#### [GIVEN DATA]

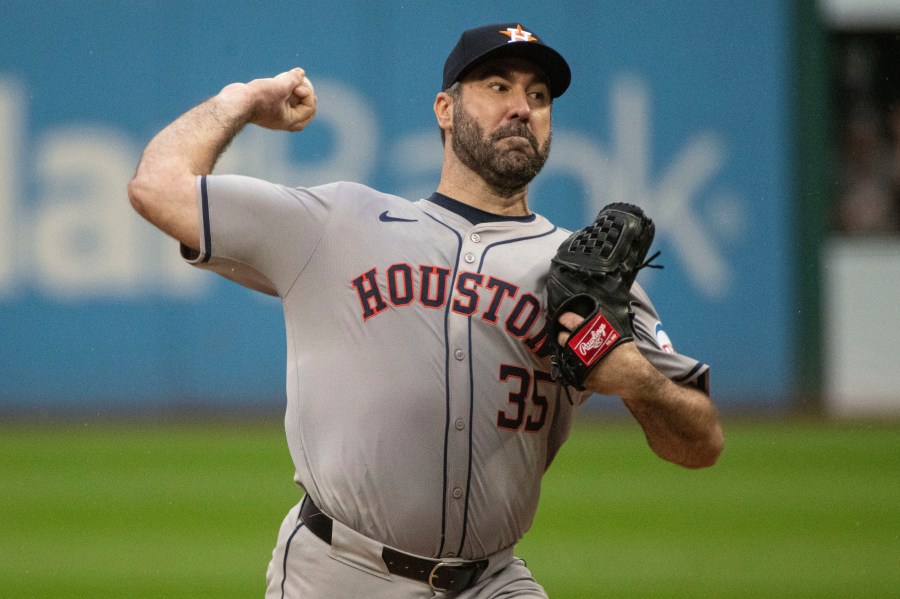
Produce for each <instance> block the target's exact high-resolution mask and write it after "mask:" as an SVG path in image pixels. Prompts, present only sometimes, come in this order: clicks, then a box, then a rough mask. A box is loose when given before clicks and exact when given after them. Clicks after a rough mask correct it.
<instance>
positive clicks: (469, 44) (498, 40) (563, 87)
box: [442, 23, 572, 98]
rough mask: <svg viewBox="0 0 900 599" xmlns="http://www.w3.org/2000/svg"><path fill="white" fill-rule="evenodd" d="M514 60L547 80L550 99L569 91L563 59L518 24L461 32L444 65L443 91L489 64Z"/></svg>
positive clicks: (494, 26) (556, 96) (504, 24)
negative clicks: (479, 65)
mask: <svg viewBox="0 0 900 599" xmlns="http://www.w3.org/2000/svg"><path fill="white" fill-rule="evenodd" d="M506 56H516V57H519V58H524V59H526V60H529V61H531V62H533V63H534V64H536V65H537V66H538V67H540V69H541V70H542V71H544V73H545V74H546V75H547V77H548V78H549V82H550V95H551V96H553V97H554V98H558V97H559V96H561V95H563V92H565V91H566V89H567V88H568V87H569V83H570V82H571V80H572V72H571V71H570V70H569V64H568V63H567V62H566V59H565V58H563V57H562V55H561V54H560V53H559V52H557V51H556V50H554V49H553V48H551V47H550V46H548V45H547V44H545V43H544V42H542V41H541V40H540V39H538V37H537V36H536V35H535V34H534V33H532V31H531V30H530V29H526V28H525V27H523V26H522V25H521V24H520V23H497V24H495V25H485V26H484V27H476V28H475V29H469V30H467V31H464V32H463V34H462V35H461V36H460V37H459V41H458V42H456V46H454V47H453V50H452V51H451V52H450V56H448V57H447V61H446V62H445V63H444V87H443V88H442V89H444V90H446V89H447V88H448V87H450V86H451V85H453V84H454V83H456V82H457V81H459V80H460V79H462V78H463V77H465V76H466V74H467V73H469V71H471V70H472V69H474V68H475V67H476V66H478V65H479V64H481V63H482V62H484V61H485V60H488V59H489V58H500V57H506Z"/></svg>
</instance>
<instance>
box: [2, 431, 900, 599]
mask: <svg viewBox="0 0 900 599" xmlns="http://www.w3.org/2000/svg"><path fill="white" fill-rule="evenodd" d="M725 428H726V436H727V448H726V451H725V453H724V454H723V456H722V458H721V459H720V461H719V463H718V464H717V465H716V466H715V467H714V468H712V469H709V470H702V471H689V470H684V469H681V468H678V467H676V466H672V465H670V464H667V463H665V462H662V461H661V460H659V459H657V458H655V457H654V456H653V455H652V454H651V453H650V451H649V449H647V447H646V445H645V443H644V441H643V438H642V436H641V433H640V431H639V430H638V428H637V427H636V425H634V424H632V423H630V422H624V421H616V422H613V423H588V424H581V425H579V426H578V427H577V428H576V429H575V430H574V431H573V436H572V438H571V440H570V441H569V443H568V444H567V445H566V446H565V447H564V448H563V451H562V453H561V454H560V456H559V458H558V459H557V462H556V463H555V464H554V466H553V467H552V468H551V470H550V472H549V473H548V474H547V476H546V478H545V485H544V495H543V499H542V502H541V507H540V511H539V512H538V516H537V520H536V522H535V525H534V527H533V528H532V530H531V531H530V532H529V534H528V535H527V536H526V538H525V540H524V541H523V542H522V544H521V545H520V546H519V554H520V555H521V556H522V557H524V558H525V559H526V560H527V561H528V563H529V566H530V567H531V569H532V571H533V572H534V574H535V576H536V577H537V579H538V580H539V581H541V582H542V583H543V584H544V586H545V587H546V588H547V590H548V592H549V594H550V596H551V597H553V598H554V599H567V598H571V599H576V598H577V599H580V598H588V597H667V598H670V597H716V598H719V597H867V598H871V597H898V596H900V425H893V426H889V425H877V424H876V425H868V424H845V425H826V424H822V423H796V422H792V423H782V422H777V421H772V422H756V423H744V422H729V421H728V420H727V419H726V421H725ZM291 475H292V468H291V465H290V461H289V458H288V454H287V448H286V445H285V442H284V439H283V434H282V430H281V424H280V422H277V421H276V422H249V423H246V422H245V423H237V422H236V423H228V424H225V423H209V422H203V423H200V424H197V425H193V426H192V425H188V424H184V423H176V424H153V425H150V424H109V423H105V424H97V423H75V422H70V423H66V424H53V425H37V424H31V425H15V426H13V425H5V426H0V597H9V598H16V599H18V598H26V597H27V598H30V597H41V598H44V597H57V598H67V597H91V598H122V597H128V598H141V597H148V598H149V597H154V598H167V599H172V598H177V597H185V598H187V597H190V598H198V597H204V598H205V597H215V598H228V597H235V598H237V597H242V598H243V597H260V598H261V597H262V595H263V587H264V573H265V567H266V564H267V563H268V559H269V555H270V551H271V548H272V545H273V544H274V540H275V534H276V531H277V528H278V525H279V524H280V522H281V519H282V517H283V515H284V513H285V512H286V511H287V509H288V508H289V507H290V506H291V505H292V504H293V503H294V502H296V501H297V499H298V491H297V490H296V489H295V488H294V487H293V484H292V482H291Z"/></svg>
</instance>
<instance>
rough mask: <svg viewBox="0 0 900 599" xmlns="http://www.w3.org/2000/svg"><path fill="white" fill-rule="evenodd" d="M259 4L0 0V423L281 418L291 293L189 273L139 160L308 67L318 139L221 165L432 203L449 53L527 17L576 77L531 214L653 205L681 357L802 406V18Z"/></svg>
mask: <svg viewBox="0 0 900 599" xmlns="http://www.w3.org/2000/svg"><path fill="white" fill-rule="evenodd" d="M260 4H262V7H261V8H260V7H258V6H257V5H256V3H245V2H236V1H227V2H213V1H206V0H198V1H194V2H187V3H180V2H149V1H144V2H137V1H135V2H113V1H105V0H104V1H97V2H92V3H87V4H83V3H78V2H62V1H53V2H51V1H45V2H30V1H20V0H7V1H6V2H3V3H2V4H0V338H2V343H0V402H2V406H3V407H5V408H10V409H15V410H20V409H36V410H43V411H51V412H52V411H53V410H58V409H65V410H72V409H76V410H77V409H86V410H93V409H96V408H99V407H100V406H108V405H110V404H111V403H112V404H115V405H118V406H125V407H128V406H131V405H133V406H135V407H151V408H152V407H159V406H166V405H170V404H173V403H178V402H181V401H190V402H192V403H196V402H199V403H201V404H208V405H211V406H222V405H241V406H259V405H271V404H279V403H280V402H281V401H283V399H282V398H283V394H284V392H283V387H284V332H283V330H282V329H283V322H282V317H281V312H280V308H279V306H278V303H277V301H275V300H272V299H269V298H265V297H262V296H259V295H258V294H254V293H252V292H249V291H246V290H243V289H241V288H239V287H238V286H236V285H234V284H232V283H228V282H226V281H222V280H218V279H217V278H216V277H214V276H213V275H209V274H206V273H201V272H196V271H195V270H194V269H192V268H191V267H189V266H186V265H184V264H183V263H181V260H180V258H179V256H178V252H177V247H176V244H175V243H174V242H172V241H171V240H169V239H167V238H166V237H165V236H163V235H162V234H160V233H158V232H156V231H155V230H154V229H152V228H151V227H150V226H149V225H148V224H146V223H144V222H143V221H142V220H141V219H140V218H139V217H137V216H136V215H135V214H133V213H132V211H131V209H130V207H129V206H128V203H127V199H126V194H125V186H126V183H127V181H128V179H129V178H130V177H131V175H132V173H133V171H134V166H135V165H136V164H137V161H138V158H139V156H140V151H141V149H142V148H143V146H144V145H145V144H146V143H147V142H148V141H149V139H150V138H151V137H152V136H153V134H154V133H155V132H156V131H158V130H159V129H160V128H161V127H163V126H164V125H165V124H166V123H168V122H169V121H171V120H172V119H174V118H175V117H176V116H178V115H179V114H181V113H182V112H184V111H186V110H187V109H189V108H190V107H191V106H193V105H195V104H197V103H199V102H200V101H202V100H204V99H205V98H207V97H209V96H210V95H213V94H214V93H215V92H217V91H218V90H219V89H220V88H221V87H222V86H224V85H226V84H228V83H230V82H232V81H241V80H249V79H252V78H255V77H261V76H270V75H274V74H276V73H278V72H280V71H283V70H286V69H288V68H290V67H293V66H303V67H304V68H306V69H307V71H308V73H309V75H310V78H311V79H312V80H313V82H314V83H315V84H316V91H317V93H318V96H319V115H318V117H317V120H316V121H315V122H314V124H313V125H311V126H310V127H309V128H308V129H307V130H306V131H304V132H303V133H301V134H286V133H280V132H269V131H263V130H258V129H252V128H251V129H248V130H246V131H245V132H244V133H242V134H241V135H240V136H239V137H238V139H237V140H236V141H235V143H234V144H233V145H232V146H231V148H230V149H229V150H228V152H227V154H226V155H225V156H224V157H223V158H222V160H221V162H220V164H219V166H218V167H217V172H226V171H230V172H241V173H245V174H250V175H255V176H260V177H263V178H268V179H272V180H277V181H279V182H283V183H287V184H290V185H312V184H318V183H323V182H326V181H332V180H337V179H343V180H354V181H360V182H363V183H367V184H369V185H372V186H374V187H377V188H380V189H382V190H385V191H389V192H392V193H397V194H400V195H404V196H406V197H410V198H418V197H422V196H425V195H428V194H430V193H431V191H433V189H434V187H435V185H436V182H437V179H438V174H439V168H440V158H441V148H440V141H439V136H438V130H437V126H436V124H435V122H434V115H433V113H432V109H431V107H432V103H433V101H434V96H435V93H436V92H437V91H438V87H439V85H440V79H441V69H442V66H443V60H444V58H445V56H446V53H447V52H448V51H449V49H450V48H451V47H452V45H453V44H454V43H455V41H456V38H457V36H458V35H459V33H460V32H461V30H462V29H464V28H467V27H470V26H475V25H481V24H484V23H489V22H499V21H514V20H519V19H520V20H521V21H522V22H523V24H524V25H525V26H526V28H527V27H532V28H534V29H535V30H536V32H537V33H539V34H540V35H542V36H543V37H544V39H545V40H547V41H548V42H549V43H551V44H552V45H554V46H555V47H557V48H558V49H559V50H560V51H561V52H562V53H563V54H564V55H565V56H566V57H567V59H568V60H569V62H570V64H571V66H572V70H573V83H572V86H571V88H570V90H569V91H568V93H567V94H566V95H565V96H563V97H562V98H560V99H559V100H558V101H557V103H556V104H555V106H554V148H553V152H552V156H551V159H550V161H549V163H548V165H547V167H546V169H545V171H544V172H543V173H541V175H540V176H539V178H538V179H537V180H536V181H535V183H534V184H533V185H532V188H531V201H532V207H533V208H534V209H535V210H536V211H538V212H541V213H543V214H545V215H546V216H548V217H550V218H551V219H552V220H554V221H556V222H557V223H558V224H559V225H561V226H564V227H567V228H579V227H581V226H583V225H584V224H586V223H587V222H588V221H589V220H590V219H592V218H593V216H594V215H595V214H596V212H597V210H598V209H599V208H600V207H602V206H603V205H605V204H606V203H608V202H613V201H627V202H633V203H637V204H640V205H641V206H643V207H644V208H645V209H646V210H647V211H648V212H649V213H650V215H651V216H652V217H653V218H654V219H655V220H656V222H657V226H658V235H657V241H656V244H655V248H656V249H660V250H662V252H663V253H662V258H661V262H662V263H663V264H664V265H665V269H664V270H661V271H653V272H648V271H644V272H642V274H641V278H640V280H641V281H642V283H643V284H644V285H645V287H646V288H647V289H648V291H649V292H650V294H651V296H652V297H653V299H654V301H655V303H656V305H657V308H658V309H659V311H660V313H661V314H662V317H663V324H664V325H665V327H666V330H667V331H668V333H669V335H670V337H671V338H672V340H673V342H674V344H675V346H676V348H678V349H679V350H681V351H682V352H683V353H687V354H690V355H693V356H695V357H698V358H701V359H704V360H706V361H707V362H709V363H711V364H712V366H713V384H714V390H715V395H716V397H717V398H718V399H719V401H720V403H721V404H722V405H723V406H726V407H728V406H745V405H750V404H752V405H755V406H758V405H760V404H763V405H768V406H770V407H776V408H777V407H780V406H782V405H784V404H785V402H786V401H787V400H788V399H789V398H790V396H791V394H792V393H793V392H794V388H795V378H796V375H795V366H794V364H793V356H794V353H795V349H794V347H793V343H795V341H794V339H793V337H792V335H791V331H792V327H791V318H790V315H791V312H792V310H793V305H794V298H793V296H792V284H791V280H792V274H791V261H792V254H791V252H792V248H791V246H790V245H789V244H788V231H789V230H790V227H791V222H790V221H791V215H792V209H791V206H790V204H791V187H792V184H791V180H790V172H791V168H790V166H791V165H790V163H789V159H790V148H789V146H788V144H789V140H790V135H789V126H790V116H791V115H790V113H789V107H790V98H789V89H790V85H789V83H790V81H789V78H790V56H791V54H790V31H789V28H790V18H789V17H790V15H789V13H788V8H787V5H785V4H784V3H781V2H777V1H775V0H761V1H758V2H741V3H733V2H730V1H729V0H711V1H708V2H664V1H658V2H649V1H648V2H612V1H608V0H601V1H598V0H589V1H574V2H567V3H564V4H565V7H558V6H556V5H547V4H546V3H545V2H536V1H535V2H532V1H520V2H515V3H513V2H497V3H492V5H491V6H490V7H489V8H485V7H483V6H482V5H483V3H481V2H476V1H460V2H453V3H444V5H443V6H434V5H431V4H427V5H426V4H425V3H423V4H422V6H421V7H420V6H417V5H416V4H415V3H411V2H381V3H373V2H362V1H359V2H327V3H326V2H323V3H311V2H296V1H294V2H265V3H260ZM558 4H561V3H558ZM426 6H427V7H426ZM386 351H389V348H386ZM346 367H350V366H346ZM335 368H336V369H342V368H345V366H342V365H335Z"/></svg>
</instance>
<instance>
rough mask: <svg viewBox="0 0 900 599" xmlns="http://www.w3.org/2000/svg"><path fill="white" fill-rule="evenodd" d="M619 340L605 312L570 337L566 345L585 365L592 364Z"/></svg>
mask: <svg viewBox="0 0 900 599" xmlns="http://www.w3.org/2000/svg"><path fill="white" fill-rule="evenodd" d="M618 340H619V333H618V331H616V330H615V329H614V328H613V327H612V325H611V324H609V321H608V320H606V317H605V316H603V314H597V315H596V316H594V317H593V318H592V319H591V321H590V322H589V323H588V324H587V326H586V327H584V328H583V329H581V330H580V331H578V334H577V335H573V336H572V337H569V340H568V341H567V342H566V345H568V346H569V348H570V349H571V350H572V351H573V352H575V355H576V356H578V359H579V360H581V362H582V363H583V364H584V365H585V366H590V365H591V364H593V363H594V362H596V361H597V360H599V359H600V358H601V357H603V354H605V353H606V352H607V351H609V348H610V347H612V346H613V344H615V342H616V341H618Z"/></svg>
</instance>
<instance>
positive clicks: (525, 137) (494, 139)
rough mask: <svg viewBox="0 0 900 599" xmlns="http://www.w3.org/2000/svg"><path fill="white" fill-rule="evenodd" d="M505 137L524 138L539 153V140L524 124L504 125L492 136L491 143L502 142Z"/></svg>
mask: <svg viewBox="0 0 900 599" xmlns="http://www.w3.org/2000/svg"><path fill="white" fill-rule="evenodd" d="M505 137H523V138H525V139H526V140H527V141H528V143H529V144H531V147H532V148H534V151H535V152H537V151H538V143H537V138H536V137H535V136H534V134H533V133H532V132H531V131H530V130H529V129H528V127H527V126H526V125H525V124H524V123H520V122H515V123H509V124H506V125H503V126H502V127H500V128H499V129H497V130H496V131H494V132H493V133H492V134H491V142H495V141H500V140H501V139H503V138H505Z"/></svg>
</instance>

#### [HOW TO COMPLETE THIS TASK]
Nothing but the lines from the start of the records through the line holding "box: [442, 23, 572, 98]" should be printed, exactly as written and with the pictures left out.

#### [WRITTEN SOLUTION]
Produce for each <instance> block the target's exact high-resolution mask and write it after "mask:" as an SVG path in image pixels. Prompts, present only sometimes, come in this order: clicks, then a box, then a rough mask. A box is loose when given before clicks and exact when given after them. Clicks after a rough mask correct it.
<instance>
positive clicks: (469, 44) (498, 40) (563, 87)
box: [442, 23, 572, 98]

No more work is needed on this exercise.